Exercise brief:
Pull out every line of the data below that contains the word "roof".

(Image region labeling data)

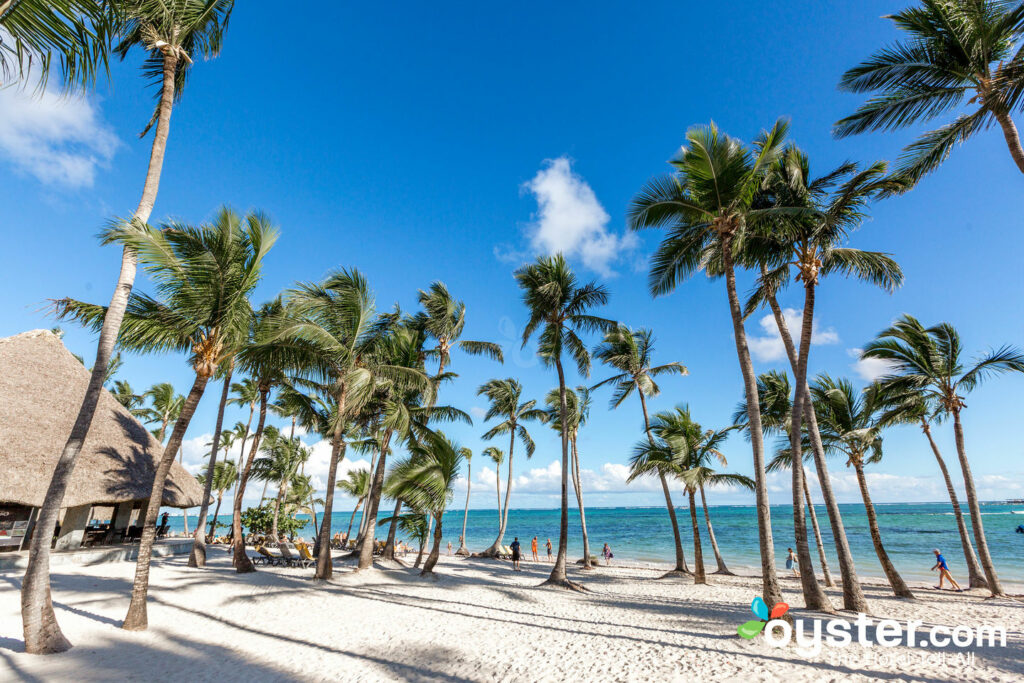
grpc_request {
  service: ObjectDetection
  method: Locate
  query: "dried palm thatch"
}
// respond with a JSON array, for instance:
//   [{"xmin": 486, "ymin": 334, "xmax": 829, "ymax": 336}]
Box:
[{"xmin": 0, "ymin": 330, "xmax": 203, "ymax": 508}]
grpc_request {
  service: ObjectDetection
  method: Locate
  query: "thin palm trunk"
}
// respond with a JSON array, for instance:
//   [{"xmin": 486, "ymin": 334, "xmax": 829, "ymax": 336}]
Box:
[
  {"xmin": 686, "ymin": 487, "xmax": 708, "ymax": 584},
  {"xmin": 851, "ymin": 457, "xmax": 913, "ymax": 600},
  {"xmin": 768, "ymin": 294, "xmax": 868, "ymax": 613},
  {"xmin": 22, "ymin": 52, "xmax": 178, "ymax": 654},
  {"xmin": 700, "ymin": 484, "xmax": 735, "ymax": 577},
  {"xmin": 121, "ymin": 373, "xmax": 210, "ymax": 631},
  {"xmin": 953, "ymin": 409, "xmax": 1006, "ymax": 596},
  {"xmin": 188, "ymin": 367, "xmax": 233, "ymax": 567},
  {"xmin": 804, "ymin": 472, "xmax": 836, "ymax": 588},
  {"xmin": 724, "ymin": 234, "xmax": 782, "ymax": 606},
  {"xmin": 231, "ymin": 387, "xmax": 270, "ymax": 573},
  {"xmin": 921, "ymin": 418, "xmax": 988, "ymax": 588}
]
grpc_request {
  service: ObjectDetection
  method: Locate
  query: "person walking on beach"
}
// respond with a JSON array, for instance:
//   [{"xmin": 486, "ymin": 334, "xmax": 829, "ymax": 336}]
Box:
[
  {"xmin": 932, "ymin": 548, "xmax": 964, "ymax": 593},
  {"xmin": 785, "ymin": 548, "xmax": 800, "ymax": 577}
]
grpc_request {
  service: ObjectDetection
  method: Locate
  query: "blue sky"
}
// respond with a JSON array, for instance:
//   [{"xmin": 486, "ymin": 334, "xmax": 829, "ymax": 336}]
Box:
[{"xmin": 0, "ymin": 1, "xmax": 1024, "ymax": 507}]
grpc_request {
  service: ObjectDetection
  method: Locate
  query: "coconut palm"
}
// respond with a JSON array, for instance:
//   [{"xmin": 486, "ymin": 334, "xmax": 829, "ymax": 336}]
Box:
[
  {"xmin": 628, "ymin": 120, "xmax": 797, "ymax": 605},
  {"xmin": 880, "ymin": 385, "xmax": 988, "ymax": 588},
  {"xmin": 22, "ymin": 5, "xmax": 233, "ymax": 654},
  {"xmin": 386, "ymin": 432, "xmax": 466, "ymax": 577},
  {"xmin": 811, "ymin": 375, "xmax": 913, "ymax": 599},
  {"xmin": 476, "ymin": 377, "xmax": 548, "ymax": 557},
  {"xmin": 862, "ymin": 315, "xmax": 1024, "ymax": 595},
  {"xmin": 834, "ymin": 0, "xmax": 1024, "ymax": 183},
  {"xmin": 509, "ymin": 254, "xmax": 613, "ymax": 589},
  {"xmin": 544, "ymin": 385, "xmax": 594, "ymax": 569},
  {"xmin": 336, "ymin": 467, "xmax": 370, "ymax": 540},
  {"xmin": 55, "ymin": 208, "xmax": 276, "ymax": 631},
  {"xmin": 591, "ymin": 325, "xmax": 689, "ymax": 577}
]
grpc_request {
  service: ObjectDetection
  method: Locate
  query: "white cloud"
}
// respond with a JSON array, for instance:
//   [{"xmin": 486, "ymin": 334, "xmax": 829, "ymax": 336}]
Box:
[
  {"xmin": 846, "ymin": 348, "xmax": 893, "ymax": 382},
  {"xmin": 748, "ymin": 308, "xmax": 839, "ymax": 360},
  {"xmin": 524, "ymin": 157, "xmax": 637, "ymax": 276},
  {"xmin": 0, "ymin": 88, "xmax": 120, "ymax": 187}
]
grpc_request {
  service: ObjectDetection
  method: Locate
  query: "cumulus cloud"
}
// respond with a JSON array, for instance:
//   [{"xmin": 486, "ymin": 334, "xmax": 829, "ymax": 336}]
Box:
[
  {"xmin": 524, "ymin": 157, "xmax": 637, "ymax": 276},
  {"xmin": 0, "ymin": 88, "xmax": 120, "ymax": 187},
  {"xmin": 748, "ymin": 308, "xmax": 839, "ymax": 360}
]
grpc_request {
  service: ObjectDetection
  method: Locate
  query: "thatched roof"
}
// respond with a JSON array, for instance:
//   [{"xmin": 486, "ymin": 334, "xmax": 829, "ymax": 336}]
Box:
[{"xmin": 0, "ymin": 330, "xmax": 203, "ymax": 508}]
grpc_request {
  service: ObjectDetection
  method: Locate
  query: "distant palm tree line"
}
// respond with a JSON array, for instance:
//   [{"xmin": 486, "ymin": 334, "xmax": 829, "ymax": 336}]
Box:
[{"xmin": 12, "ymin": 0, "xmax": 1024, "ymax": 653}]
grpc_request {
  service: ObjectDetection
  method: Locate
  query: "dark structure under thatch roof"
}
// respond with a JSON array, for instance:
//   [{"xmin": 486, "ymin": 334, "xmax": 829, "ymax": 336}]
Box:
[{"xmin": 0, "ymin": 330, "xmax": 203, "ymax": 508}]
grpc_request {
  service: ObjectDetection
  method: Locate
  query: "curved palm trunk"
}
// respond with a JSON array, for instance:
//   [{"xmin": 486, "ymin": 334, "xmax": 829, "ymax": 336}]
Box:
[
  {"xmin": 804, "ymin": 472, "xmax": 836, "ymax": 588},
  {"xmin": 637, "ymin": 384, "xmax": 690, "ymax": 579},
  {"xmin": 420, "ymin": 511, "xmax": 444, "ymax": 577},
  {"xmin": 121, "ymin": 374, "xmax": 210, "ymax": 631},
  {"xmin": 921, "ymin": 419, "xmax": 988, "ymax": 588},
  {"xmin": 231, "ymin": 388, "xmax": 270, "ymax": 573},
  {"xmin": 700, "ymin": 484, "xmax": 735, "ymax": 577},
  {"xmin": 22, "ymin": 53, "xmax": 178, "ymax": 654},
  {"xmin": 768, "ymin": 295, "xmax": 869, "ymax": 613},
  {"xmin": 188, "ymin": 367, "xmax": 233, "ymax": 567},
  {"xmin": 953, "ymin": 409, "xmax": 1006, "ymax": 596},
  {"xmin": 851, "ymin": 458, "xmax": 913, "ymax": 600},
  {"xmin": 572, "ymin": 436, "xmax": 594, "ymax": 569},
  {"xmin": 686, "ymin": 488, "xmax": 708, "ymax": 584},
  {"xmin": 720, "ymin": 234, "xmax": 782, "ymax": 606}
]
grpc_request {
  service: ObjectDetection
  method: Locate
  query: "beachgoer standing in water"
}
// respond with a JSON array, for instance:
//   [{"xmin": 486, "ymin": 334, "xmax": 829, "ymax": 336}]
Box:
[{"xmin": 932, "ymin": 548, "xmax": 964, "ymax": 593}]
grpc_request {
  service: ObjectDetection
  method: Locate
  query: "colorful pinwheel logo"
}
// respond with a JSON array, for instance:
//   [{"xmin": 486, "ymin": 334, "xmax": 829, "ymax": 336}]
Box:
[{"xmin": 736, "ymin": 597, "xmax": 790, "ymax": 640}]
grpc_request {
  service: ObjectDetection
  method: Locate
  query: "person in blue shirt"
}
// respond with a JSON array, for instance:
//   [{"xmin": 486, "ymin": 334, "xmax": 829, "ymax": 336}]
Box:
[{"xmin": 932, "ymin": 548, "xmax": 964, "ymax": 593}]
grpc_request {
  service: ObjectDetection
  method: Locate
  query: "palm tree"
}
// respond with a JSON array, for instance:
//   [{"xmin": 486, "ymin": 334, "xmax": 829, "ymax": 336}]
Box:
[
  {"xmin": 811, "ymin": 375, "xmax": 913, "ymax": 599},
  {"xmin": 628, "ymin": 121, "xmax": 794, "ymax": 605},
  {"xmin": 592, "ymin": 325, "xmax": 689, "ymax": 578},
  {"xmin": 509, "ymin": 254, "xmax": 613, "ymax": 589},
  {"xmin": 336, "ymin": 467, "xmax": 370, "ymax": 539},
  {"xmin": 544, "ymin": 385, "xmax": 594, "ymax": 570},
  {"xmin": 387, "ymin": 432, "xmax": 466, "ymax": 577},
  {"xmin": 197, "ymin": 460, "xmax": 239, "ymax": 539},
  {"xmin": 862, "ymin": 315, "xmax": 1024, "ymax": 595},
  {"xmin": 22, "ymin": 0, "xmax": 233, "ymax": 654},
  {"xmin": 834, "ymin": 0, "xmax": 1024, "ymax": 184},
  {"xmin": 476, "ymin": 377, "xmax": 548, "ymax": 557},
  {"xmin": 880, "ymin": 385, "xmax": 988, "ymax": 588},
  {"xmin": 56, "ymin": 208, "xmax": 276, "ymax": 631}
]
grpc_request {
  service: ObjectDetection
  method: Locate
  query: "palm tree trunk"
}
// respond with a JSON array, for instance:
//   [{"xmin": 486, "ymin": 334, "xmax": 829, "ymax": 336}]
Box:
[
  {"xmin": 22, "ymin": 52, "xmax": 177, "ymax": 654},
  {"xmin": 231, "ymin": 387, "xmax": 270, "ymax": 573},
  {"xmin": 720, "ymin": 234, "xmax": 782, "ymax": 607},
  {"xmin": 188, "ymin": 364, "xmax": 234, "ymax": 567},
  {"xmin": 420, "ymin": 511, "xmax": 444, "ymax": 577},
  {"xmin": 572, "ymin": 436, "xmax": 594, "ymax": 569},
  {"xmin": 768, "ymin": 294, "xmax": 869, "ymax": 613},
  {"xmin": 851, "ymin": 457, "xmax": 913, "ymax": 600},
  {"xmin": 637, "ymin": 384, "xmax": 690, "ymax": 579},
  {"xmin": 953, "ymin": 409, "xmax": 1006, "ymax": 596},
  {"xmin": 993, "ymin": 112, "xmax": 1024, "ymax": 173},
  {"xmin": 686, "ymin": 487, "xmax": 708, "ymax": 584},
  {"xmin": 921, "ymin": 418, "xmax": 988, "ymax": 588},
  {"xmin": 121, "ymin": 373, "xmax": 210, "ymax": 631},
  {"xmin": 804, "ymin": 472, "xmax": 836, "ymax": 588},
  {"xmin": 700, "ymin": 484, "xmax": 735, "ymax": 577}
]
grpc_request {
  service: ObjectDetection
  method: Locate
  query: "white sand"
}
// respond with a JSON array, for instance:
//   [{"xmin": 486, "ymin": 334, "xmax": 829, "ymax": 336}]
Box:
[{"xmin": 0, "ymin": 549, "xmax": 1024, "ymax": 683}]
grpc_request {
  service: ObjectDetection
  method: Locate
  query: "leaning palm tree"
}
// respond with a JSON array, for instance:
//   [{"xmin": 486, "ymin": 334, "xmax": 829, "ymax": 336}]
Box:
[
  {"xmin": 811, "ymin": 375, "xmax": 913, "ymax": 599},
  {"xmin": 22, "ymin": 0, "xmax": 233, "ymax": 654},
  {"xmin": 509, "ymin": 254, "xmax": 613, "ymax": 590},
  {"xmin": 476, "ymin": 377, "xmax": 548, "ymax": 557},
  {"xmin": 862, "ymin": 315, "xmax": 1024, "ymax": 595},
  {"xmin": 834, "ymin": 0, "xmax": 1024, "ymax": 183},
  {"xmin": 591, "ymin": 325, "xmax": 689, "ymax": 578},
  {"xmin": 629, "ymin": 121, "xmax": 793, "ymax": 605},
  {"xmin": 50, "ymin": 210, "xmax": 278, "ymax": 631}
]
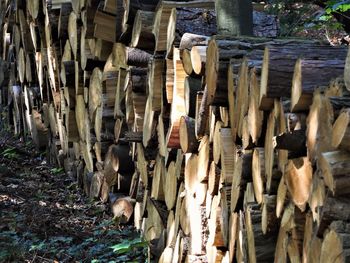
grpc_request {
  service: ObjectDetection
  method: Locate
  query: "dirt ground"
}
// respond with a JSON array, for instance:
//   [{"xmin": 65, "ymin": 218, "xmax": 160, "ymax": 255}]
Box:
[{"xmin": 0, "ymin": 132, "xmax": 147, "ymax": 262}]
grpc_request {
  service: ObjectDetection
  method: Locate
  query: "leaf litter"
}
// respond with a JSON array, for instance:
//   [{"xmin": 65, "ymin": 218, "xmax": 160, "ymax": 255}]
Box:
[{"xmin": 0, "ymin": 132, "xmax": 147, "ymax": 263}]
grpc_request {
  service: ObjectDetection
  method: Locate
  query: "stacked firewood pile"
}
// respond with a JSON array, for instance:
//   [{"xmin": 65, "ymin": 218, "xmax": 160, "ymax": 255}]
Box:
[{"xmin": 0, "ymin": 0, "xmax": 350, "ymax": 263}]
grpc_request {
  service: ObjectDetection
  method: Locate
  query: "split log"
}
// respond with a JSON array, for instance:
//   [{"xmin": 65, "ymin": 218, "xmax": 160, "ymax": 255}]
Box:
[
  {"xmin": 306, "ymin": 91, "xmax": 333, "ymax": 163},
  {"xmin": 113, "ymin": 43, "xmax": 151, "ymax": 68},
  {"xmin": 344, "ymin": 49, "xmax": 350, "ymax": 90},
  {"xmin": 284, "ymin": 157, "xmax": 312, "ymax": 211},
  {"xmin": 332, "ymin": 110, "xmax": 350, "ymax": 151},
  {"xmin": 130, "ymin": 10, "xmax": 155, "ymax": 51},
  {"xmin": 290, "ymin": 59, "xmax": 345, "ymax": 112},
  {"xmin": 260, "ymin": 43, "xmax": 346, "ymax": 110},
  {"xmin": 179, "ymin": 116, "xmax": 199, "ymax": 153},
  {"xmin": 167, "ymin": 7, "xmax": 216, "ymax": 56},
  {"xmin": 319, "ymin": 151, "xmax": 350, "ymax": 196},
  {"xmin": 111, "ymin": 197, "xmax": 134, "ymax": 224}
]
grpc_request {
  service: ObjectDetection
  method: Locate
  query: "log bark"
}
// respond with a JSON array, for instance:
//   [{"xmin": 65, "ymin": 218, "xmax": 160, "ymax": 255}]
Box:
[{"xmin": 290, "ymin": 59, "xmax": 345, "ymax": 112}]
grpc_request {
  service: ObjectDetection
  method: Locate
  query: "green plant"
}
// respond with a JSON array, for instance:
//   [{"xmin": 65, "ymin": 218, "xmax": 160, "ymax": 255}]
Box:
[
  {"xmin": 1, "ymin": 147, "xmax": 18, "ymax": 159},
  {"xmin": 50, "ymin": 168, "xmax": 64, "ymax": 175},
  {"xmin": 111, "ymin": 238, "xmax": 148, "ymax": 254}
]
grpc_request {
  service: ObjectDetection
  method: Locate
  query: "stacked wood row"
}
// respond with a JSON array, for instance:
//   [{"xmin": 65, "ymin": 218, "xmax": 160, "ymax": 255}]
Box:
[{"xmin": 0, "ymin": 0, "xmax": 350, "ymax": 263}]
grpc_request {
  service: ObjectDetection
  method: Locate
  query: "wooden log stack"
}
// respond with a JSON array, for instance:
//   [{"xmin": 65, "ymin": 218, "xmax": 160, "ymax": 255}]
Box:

Exercise output:
  query: "thatched roof"
  query: "dark structure under thatch roof"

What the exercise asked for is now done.